## [Dataset entries]

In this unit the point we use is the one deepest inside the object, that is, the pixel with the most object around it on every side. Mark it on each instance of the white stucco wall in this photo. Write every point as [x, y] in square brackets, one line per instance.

--

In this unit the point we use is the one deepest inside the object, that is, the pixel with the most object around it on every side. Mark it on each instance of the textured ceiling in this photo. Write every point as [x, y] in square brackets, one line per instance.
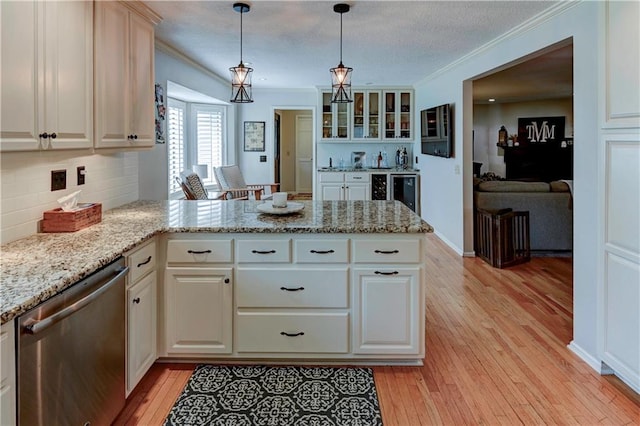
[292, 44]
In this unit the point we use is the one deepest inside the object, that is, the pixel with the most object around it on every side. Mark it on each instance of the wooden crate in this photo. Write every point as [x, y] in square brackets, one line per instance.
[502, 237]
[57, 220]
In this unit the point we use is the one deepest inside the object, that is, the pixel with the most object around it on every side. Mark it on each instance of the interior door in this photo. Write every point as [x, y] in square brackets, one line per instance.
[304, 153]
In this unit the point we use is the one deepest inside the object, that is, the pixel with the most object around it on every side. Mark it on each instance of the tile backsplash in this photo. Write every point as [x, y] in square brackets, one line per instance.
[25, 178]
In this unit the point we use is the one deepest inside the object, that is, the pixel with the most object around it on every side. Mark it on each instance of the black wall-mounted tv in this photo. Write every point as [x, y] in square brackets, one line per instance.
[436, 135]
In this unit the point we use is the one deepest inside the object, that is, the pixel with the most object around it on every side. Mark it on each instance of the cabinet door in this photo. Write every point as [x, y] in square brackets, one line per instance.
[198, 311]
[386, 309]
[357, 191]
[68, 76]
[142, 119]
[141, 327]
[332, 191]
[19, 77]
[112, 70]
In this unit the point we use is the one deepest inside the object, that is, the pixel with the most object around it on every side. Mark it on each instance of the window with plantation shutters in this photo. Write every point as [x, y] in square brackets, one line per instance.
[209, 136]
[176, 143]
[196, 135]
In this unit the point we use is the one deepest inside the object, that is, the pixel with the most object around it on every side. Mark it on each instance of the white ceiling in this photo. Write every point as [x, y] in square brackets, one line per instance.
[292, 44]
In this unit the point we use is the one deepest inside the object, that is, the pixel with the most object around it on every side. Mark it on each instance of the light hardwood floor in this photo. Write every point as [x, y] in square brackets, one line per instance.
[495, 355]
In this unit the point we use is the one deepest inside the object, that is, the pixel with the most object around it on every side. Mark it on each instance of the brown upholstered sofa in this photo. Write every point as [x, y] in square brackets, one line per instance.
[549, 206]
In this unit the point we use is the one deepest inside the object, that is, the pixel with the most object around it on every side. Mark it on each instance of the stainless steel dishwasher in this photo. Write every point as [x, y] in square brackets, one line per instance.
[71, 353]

* * *

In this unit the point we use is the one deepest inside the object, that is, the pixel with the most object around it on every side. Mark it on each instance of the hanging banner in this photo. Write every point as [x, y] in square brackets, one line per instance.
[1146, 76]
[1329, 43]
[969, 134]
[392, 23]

## [Task instructions]
How many lines in the records above contain the word "door"? Reply with the number alone.

## [Expected answer]
2